§ Work task 1
Using the piece on Curt Schilling's Hall of Fame case, decide whether each statement agrees with it, answering yes or no and quoting the words that settle it: (a) Schilling won 20 or more games in three seasons. (b) Schilling won a Cy Young Award. (c) Schilling's career strikeouts rank 14th all-time.
§ Work task 2
Reproduce the part of the piece on Curt Schilling's Hall of Fame case starting at "His 3,116 career" and ending at "nearly 600 more.".
§ Work task 3
Continue the piece on Curt Schilling's Hall of Fame case from where it stops.

**** Passage for review

Right shoulder surgery will end Curt Schilling's 2008 season before it ever started, and it may end his career. That's all according to #38 himself. Assuming he has thrown his last pitch (personally I think it's too early to say he has) let's examine his Hall-of-Fame resume so far.
His 3,116 career strikeouts are good for 14th all-time. There are four people ahead of him who aren't Hall of Famers, although Randy Johnson and Greg Maddux will be five years after they retire. Roger Clemens is the third, and he's anyone's guess. The fourth is Bert Blyleven and he has nearly 600 more.
What Schilling really lacks is an impressive number of regular season wins, largely due to injuries and his decade spent in Philadelphia. His 216 W's don't even put him in the top-75. He's in Charlie Hough/Kenny Rogers/Kevin Brown territory with that win total, although there are more than a dozen pitchers who got into the Hall with even fewer victories.
He won 20 or more three times. That's also good, but not great. And the fact that he was never a Cy Young Award winner doesn't help either, although he was runner-up on three separate occasions and finished fourth in the voting another time. He appeared in six All-Star games, but never more than three in a row, so he wasn't exactly a staple there.

********
**** Information given

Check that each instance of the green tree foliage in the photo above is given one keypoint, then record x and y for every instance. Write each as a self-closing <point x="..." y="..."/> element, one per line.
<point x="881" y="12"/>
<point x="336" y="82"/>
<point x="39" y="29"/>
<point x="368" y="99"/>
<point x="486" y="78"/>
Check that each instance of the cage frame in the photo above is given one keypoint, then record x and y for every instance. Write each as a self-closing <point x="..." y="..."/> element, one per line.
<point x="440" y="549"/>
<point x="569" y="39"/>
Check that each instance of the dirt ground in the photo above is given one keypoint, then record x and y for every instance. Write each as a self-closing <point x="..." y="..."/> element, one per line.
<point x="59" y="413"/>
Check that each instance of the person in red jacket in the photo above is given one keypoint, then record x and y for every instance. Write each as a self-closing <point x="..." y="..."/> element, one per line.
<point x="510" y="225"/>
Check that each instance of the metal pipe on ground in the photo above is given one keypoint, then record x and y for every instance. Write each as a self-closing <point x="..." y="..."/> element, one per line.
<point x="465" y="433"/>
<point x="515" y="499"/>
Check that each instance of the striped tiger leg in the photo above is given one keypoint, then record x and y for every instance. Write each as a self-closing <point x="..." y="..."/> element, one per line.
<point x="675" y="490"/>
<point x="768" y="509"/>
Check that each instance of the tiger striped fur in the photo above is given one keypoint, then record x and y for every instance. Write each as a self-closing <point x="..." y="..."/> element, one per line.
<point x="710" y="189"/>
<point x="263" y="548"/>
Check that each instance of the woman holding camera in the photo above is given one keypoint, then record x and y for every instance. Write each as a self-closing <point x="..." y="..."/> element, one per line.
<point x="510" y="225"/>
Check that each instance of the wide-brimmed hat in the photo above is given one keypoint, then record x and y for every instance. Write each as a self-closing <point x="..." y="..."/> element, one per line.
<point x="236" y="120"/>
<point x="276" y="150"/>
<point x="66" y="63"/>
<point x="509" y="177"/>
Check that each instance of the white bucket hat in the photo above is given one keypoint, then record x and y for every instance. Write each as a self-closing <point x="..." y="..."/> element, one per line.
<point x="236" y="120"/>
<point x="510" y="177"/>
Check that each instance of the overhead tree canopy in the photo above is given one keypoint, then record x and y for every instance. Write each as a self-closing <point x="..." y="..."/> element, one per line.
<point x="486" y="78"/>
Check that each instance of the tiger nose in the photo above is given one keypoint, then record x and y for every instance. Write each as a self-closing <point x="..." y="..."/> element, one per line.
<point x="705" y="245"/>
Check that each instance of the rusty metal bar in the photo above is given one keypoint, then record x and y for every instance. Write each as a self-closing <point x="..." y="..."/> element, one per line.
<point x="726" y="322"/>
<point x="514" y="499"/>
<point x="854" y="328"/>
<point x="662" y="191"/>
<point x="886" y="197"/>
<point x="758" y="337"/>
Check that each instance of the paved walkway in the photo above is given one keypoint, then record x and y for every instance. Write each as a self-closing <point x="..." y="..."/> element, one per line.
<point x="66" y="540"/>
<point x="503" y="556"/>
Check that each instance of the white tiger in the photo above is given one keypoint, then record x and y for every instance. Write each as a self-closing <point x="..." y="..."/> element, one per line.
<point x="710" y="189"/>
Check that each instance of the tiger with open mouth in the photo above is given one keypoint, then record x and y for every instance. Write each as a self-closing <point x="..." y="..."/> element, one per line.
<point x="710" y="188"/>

********
**** Information given

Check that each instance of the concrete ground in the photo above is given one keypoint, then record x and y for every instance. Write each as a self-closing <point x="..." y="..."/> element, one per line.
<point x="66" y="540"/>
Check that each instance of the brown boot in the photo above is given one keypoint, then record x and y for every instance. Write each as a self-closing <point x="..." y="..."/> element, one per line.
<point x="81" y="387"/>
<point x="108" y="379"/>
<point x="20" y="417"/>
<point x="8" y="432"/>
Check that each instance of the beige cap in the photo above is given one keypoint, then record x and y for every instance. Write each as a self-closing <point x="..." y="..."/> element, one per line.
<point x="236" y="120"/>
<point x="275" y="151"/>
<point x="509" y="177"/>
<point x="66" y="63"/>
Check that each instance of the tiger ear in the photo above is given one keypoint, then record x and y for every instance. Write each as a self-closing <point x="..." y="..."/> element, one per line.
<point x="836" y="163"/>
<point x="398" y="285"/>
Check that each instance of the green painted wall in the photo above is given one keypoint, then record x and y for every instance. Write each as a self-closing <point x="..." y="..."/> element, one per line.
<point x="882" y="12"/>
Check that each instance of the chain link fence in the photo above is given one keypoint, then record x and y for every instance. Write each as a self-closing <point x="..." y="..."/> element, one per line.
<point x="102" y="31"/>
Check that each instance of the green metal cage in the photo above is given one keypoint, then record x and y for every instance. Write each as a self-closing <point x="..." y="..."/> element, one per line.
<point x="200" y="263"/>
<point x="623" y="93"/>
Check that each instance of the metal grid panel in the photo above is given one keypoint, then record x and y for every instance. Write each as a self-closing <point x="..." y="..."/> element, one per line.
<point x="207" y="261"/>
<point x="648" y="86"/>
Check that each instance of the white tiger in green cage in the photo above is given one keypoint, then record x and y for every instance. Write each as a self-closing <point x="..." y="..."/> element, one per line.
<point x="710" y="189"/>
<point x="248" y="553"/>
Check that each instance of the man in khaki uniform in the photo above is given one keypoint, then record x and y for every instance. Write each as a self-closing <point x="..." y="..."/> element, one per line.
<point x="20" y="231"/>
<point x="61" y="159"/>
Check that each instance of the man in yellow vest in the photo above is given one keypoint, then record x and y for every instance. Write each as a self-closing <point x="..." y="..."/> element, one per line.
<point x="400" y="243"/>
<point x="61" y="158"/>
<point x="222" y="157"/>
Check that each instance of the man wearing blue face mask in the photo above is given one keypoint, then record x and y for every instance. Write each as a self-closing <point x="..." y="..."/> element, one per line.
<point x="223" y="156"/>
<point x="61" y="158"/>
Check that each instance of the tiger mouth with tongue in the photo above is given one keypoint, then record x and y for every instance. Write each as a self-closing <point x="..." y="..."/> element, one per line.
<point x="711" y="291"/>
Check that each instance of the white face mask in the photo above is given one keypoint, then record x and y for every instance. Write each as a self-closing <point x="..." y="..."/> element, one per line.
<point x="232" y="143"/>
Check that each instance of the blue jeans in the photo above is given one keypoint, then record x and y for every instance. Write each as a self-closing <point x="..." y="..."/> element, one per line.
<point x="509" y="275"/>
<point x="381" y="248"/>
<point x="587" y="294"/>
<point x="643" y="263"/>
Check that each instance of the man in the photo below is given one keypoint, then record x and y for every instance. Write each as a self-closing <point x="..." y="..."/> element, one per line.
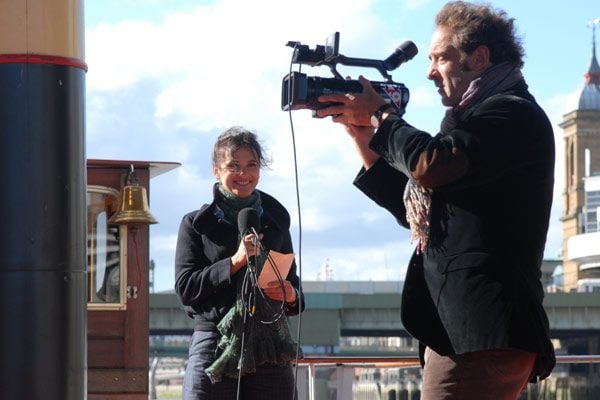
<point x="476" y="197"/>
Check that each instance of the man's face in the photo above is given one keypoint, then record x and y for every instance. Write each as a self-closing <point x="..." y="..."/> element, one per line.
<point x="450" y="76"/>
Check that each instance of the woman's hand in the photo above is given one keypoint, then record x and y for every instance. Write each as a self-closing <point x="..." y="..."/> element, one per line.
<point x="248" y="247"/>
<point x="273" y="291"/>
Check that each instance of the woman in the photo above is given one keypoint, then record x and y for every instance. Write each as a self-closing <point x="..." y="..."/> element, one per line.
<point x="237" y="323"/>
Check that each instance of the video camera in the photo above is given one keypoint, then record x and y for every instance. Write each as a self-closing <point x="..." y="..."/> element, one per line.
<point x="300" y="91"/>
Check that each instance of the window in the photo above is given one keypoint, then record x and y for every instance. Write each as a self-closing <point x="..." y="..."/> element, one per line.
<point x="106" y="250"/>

********

§ Final answer 1
(a) Yes: "He won 20 or more three times."
(b) No: "he was never a Cy Young Award winner"
(c) Yes: "His 3,116 career strikeouts are good for 14th all-time."

§ Final answer 2
His 3,116 career strikeouts are good for 14th all-time. There are four people ahead of him who aren't Hall of Famers, although Randy Johnson and Greg Maddux will be five years after they retire. Roger Clemens is the third, and he's anyone's guess. The fourth is Bert Blyleven and he has nearly 600 more.

§ Final answer 3
Up until this point, I'd say he's a long-shot for Cooperstown. But what I haven't mentioned is what's he done in October. And what he's done in October has been exceptional. He has three World Series rings, an 11-2 career postseason record, 2.23 postseason ERA, and 120 strikeouts in 133 1/3 IP. His totals for wins, winning percentage, strikeouts, and innings pitched all rank in the top-10 all-time, meaning it is not unreasonable to make the argument that Schilling has been one of the best postseason pitchers ever. And it is for that reason that I think Schilling deserves a place in the Hall.
He may not be a first-ballot guy. And he may not be on the level of contemporaries Johnson, Maddux, Glavine, Smoltz or Rivera, but Schilling still deserves a spot, even if he never throws another pitch.